This was kool, I re-read some stabilization stuff like you said but I walked right into this one lucid and didn't really need it this time.......
Like I said before, Just give me a couple days of warm sunshine out in the woods and watch me go  :tongue2: 
Dream Journal entry...  http://www.dreamviews.com/blogs/wobl...cost-me-45242/

----------


## yuppie11975

Cool dream! You should have jumped into the fight!
On another note, as I've been on holidays, I've been capable of pouring a lot more time into my thread. 
I've really come to love you guys more than ever, and appreciate everyone's support and loyalty. 
So, I'd just like to thank you all, you've been great to me.
I really appreciate it, and cheers to 30 thousand views in the near future!

----------


## woblybil

No sleep again tonite.....Phooey.
If I do go to sleep i'm going to dream i'm in Australia with a coven of Outback witches in the raw.
(If there is no such thing as Outback witches, There will be when I get done)......  ::banana::

----------


## yuppie11975

May I recommend the famous... Uluru?! (Also known as ayers Rock) Which is a famous Australian icon.
Uluru-aerial_w480.jpg
Or, you may even have a nice time on one of our excellent beaches! 
australia-beaches.jpg
I feel like a tourist guide... hahahaah!

----------


## woblybil

You got a neat sitting rock man, How many fools break their neck climbing that every year ? 
 And are there any neeked Outback Witches on it ?
In fact I did go to sleep for one ninety minute sleep cycle and have no idea what I dreamed........This may require a lucid nap in the sun by the fishing hole  :tongue2:

----------


## yuppie11975

It's actually got aboriginal heritage, to it, and they request that no one climbs it.
However, people still do, and I'm pretty sure there's been a few injuries. People are dickheads  :tongue2: 
Sounds good mate, tell me how it goes!

[WRITTEN EXERCISE 1] Rescale the listing from the line containing "Guideline: for every instance of the winter" through the end of the listing, with both ends included. Write out every line in that span again, and multiply each coordinate value by 1.35, rounding to the nearest whole number with halves rounded up.

[DATA SHOWN]

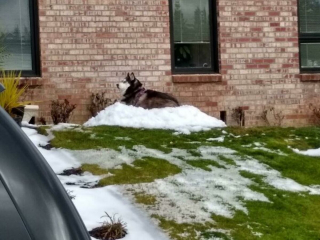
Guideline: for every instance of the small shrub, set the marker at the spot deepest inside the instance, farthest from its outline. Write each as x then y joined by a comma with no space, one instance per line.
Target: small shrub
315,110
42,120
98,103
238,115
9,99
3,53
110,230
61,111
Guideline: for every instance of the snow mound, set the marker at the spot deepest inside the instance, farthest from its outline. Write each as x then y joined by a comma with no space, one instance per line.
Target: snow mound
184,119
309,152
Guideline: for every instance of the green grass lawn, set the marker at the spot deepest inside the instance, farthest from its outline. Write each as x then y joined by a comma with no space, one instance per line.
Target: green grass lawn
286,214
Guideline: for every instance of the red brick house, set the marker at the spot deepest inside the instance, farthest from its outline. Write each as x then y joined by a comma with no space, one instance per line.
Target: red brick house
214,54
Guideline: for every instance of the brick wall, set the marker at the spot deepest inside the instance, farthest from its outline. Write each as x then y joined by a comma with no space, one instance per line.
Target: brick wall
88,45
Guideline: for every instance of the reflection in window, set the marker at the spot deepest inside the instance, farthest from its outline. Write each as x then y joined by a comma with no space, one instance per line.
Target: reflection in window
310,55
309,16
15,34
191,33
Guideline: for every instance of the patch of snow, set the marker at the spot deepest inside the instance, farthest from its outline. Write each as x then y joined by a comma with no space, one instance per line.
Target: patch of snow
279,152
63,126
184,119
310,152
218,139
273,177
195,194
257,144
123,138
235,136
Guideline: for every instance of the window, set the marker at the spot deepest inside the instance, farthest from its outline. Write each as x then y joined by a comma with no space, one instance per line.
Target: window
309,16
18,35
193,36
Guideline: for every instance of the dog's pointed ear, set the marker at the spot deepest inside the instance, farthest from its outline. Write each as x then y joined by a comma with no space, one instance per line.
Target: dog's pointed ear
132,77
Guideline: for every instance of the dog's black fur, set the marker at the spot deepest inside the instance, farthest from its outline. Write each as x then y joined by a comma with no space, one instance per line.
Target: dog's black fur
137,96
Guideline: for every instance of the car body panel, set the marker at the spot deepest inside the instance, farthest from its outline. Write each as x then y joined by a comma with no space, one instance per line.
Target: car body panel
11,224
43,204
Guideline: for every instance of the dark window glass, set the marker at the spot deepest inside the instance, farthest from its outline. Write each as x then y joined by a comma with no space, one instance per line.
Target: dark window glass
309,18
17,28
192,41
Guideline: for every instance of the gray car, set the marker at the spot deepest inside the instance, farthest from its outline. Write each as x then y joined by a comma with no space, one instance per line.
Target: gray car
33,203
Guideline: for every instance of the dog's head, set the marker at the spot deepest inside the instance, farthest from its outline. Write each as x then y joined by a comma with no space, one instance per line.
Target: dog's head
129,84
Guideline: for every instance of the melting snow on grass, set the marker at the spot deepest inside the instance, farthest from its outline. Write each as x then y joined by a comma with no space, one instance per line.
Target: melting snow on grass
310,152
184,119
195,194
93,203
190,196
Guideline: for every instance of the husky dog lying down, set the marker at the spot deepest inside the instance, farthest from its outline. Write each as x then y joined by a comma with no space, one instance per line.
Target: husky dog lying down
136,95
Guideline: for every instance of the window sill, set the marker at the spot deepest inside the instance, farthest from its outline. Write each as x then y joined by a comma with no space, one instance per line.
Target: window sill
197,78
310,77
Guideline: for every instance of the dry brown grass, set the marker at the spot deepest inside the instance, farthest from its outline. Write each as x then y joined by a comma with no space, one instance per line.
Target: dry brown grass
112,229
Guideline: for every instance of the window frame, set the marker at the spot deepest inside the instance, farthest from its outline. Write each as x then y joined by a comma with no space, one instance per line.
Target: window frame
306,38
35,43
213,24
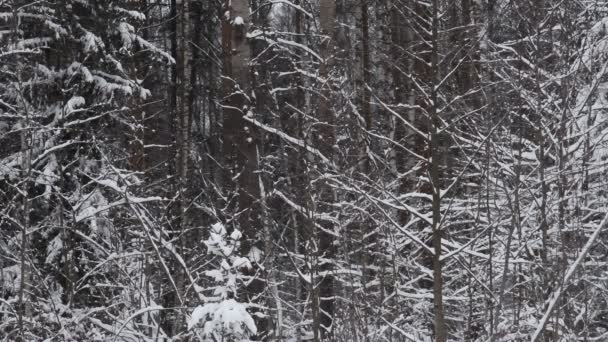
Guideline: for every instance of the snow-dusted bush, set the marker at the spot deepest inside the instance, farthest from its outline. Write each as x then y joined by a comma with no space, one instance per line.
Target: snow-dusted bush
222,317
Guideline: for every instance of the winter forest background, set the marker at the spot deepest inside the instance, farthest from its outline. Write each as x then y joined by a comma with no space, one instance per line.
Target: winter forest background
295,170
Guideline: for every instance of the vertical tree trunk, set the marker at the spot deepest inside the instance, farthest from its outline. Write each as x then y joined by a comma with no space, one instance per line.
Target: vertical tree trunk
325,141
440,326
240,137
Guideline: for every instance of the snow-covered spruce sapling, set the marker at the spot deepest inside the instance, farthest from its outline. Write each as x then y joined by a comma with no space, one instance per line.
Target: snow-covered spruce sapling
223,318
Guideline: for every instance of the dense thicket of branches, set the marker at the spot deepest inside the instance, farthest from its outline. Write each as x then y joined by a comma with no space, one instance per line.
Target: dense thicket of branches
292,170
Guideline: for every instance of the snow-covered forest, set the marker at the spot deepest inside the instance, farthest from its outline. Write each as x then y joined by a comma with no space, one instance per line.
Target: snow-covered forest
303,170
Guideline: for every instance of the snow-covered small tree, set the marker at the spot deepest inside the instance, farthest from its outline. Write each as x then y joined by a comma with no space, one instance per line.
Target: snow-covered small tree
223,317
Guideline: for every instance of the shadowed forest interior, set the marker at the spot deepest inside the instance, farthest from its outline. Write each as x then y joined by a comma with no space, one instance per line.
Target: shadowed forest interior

[WRITTEN EXERCISE 2]
Answer these questions from the forum thread:
(a) By what other name does yuppie11975 say Uluru is known?
(b) How long was the sleep cycle woblybil says he slept through?
(c) What view count does yuppie11975 raise a cheer to?

[CORRECT RESULT 1]
Guideline: for every instance of the winter forest background, set the marker at the spot deepest inside the instance, farthest from its outline. Write each as x then y joined by a comma with no space, one instance per line.
Target: winter forest background
398,230
Guideline: for every instance of the vertical tree trunk, set the marker at the spot deepest inside the instance, farthest from its outline. Write each as x then y joined by a comma with no space, one instance per line.
Target: vertical tree trunk
439,190
594,440
324,185
Guideline: for every instance of the snow-covered spruce sapling, set the marker at the spot deepest inside the instance, farthest from its outline. Write each as x then y joined by a comma with no space, one instance per line.
Target: snow-covered spruce sapling
301,429
Guideline: for every instance of the dense thicket of branches, set the marker at the spot deepest inside the instance, farthest from its outline. Write each as x then y joined by a comma with no space, one instance per line.
Target: dense thicket of branches
394,230
Guideline: for every instance of the snow-covered forest, set the marker at the spot deepest inside the instance, farthest from its outline. Write each as x then y joined by a comma with no space, one instance per line.
Target: snow-covered forest
409,230
Guideline: for every instance of the snow-covered small tree, set the marker at the spot deepest inside the instance, farthest from its outline. Write each as x then y joined by a comma with no space, one instance per line.
Target: snow-covered small tree
301,428
Guideline: for every instance of the shadowed forest interior, set the marker at the spot deepest inside the instance, farthest from its outline. Write each as x then y joined by a comma with no space, one instance per line.
Target: shadowed forest interior

[CORRECT RESULT 2]
(a) Ayers Rock
(b) Ninety minutes
(c) 30 thousand views